◆ **TEXT TO READ**:
● ● ● ●

For example, the ejector may be a firing resistor. The firing
resistor heats up in response to an applied voltage. As the firing
resistor heats up, a portion of the fluid in the firing chamber
vaporizes to form a bubble. This bubble pushes liquid fluid out the
nozzle and onto the print medium. As the vaporized fluid bubble
pops, a vacuum pressure within the firing chamber draws fluid into
the firing chamber from the fluid supply, and the process repeats.
In this example, the print bar may be a thermal inkjet print
bar.
In another example, the ejector may be a piezoelectric device. As a
voltage is applied, the piezoelectric device changes shape which
generates a pressure pulse in the firing chamber that pushes a
fluid out the nozzle and onto the print medium. In this example,
the print bar may be a piezoelectric inkjet print bar.
The removable print duplexing assembly (102) is insertable into the
printing device (100). The removable print duplexing assembly (102)
contains various components, including a duplexing device and a
platen that perform various functions. For example, the platen of
the print duplexing assembly supports the paper in the print zone
as the print bar ejects ink onto the paper. The duplexing device is
a component of the removable print duplexing assembly (102) that
feeds and guides the print media from the output zone, i.e., after
it has been printed on one side, and returns the print media to the
print zone so that the other size of the printing media can be
printed on.
In addition to this functionality, the removable print duplexing
assembly (102) also captures service fluid. There are at least two
types of service fluid, shipping fluid and ink. Shipping fluid may
include glycerol, water, and dye colorant (no pigments). New print
bars are filled with shipping fluid to prevent the fluids in the
print bar from drying out and to prevent pigments from settling
down to the bottom of the print bar and potentially clogging the
nozzles. Because shipping fluid has glycerol and no pigment,
printing with shipping fluid results in very poor print quality.
Accordingly, prior to use the shipping fluid is ejected from the
print bar and replaced with printing fluid such as ink before
customers start using the printing device (100). Accordingly, the
print bar ejects the shipping fluid through the openings in the
platen and into a service fluid container inside the removable
print duplexing assembly (102). An example of the fluid service
container is depicted below in FIG. 5.
The second type of service fluid is ink. Once all the shipping
fluid is replaced with ink, the print bar periodically ejects ink
out the nozzles before, between, and after printed pages in order
to prevent the nozzles from clogging up. This ink is also ejected
through the openings in the platen and into the service fluid
container inside the removable print duplexing assembly (102).
The removable print duplexing assembly (102) also includes a paper
output system. The paper output system moves and guides the print
media to an output bin. Previously, such paper output systems have
been integral to the printing device (100), and not a component of
a removable, or modular, removable print duplexing assembly
(102).
In this example, the removable print duplexing assembly (102) is
selectively removable from the printing device (100). More
specifically, the duplexing device and the platen are both
simultaneously selectively removable from the printing device (100)

● ● ● ●

◆ **GIVEN INSTRUCTION A**: Copy the listing below line for line, without changing anything.

● ● ● ●

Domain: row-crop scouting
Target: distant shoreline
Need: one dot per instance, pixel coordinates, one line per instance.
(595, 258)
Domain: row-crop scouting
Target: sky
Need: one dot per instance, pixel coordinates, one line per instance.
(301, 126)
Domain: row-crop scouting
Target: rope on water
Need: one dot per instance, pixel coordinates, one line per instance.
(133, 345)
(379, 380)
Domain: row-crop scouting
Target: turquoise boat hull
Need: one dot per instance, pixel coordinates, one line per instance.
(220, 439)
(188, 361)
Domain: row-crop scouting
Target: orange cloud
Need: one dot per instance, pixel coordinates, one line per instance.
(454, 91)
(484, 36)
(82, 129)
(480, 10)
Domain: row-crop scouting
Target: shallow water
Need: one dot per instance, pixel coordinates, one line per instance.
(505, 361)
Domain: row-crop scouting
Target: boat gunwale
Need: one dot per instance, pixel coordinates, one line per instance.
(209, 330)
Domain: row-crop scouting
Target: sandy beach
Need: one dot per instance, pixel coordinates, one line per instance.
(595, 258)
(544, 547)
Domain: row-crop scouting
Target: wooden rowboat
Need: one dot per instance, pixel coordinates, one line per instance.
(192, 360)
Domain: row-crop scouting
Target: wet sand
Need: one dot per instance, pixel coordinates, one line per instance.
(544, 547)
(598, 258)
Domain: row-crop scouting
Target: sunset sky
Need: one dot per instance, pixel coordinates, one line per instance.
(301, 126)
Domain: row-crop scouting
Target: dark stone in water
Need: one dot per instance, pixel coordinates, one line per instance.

● ● ● ●

◆ **GIVEN INSTRUCTION B**: According to the passage on print bars and duplexing, what may shipping fluid include? List every ingredient it names.

◆ **TASK OUTPUT A**:
Domain: row-crop scouting
Target: distant shoreline
Need: one dot per instance, pixel coordinates, one line per instance.
(595, 258)
Domain: row-crop scouting
Target: sky
Need: one dot per instance, pixel coordinates, one line per instance.
(301, 126)
Domain: row-crop scouting
Target: rope on water
Need: one dot per instance, pixel coordinates, one line per instance.
(133, 345)
(379, 380)
Domain: row-crop scouting
Target: turquoise boat hull
Need: one dot per instance, pixel coordinates, one line per instance.
(220, 439)
(188, 361)
Domain: row-crop scouting
Target: orange cloud
Need: one dot per instance, pixel coordinates, one line per instance.
(454, 91)
(484, 36)
(82, 129)
(480, 10)
Domain: row-crop scouting
Target: shallow water
Need: one dot per instance, pixel coordinates, one line per instance.
(505, 361)
Domain: row-crop scouting
Target: boat gunwale
Need: one dot per instance, pixel coordinates, one line per instance.
(209, 330)
Domain: row-crop scouting
Target: sandy beach
Need: one dot per instance, pixel coordinates, one line per instance.
(595, 258)
(544, 547)
Domain: row-crop scouting
Target: wooden rowboat
Need: one dot per instance, pixel coordinates, one line per instance.
(192, 360)
Domain: row-crop scouting
Target: wet sand
Need: one dot per instance, pixel coordinates, one line per instance.
(544, 547)
(598, 258)
Domain: row-crop scouting
Target: sunset sky
Need: one dot per instance, pixel coordinates, one line per instance.
(301, 126)
Domain: row-crop scouting
Target: dark stone in water
Need: one dot per instance, pixel coordinates, one line per instance.

◆ **TASK OUTPUT B**: Glycerol, water, and dye colorant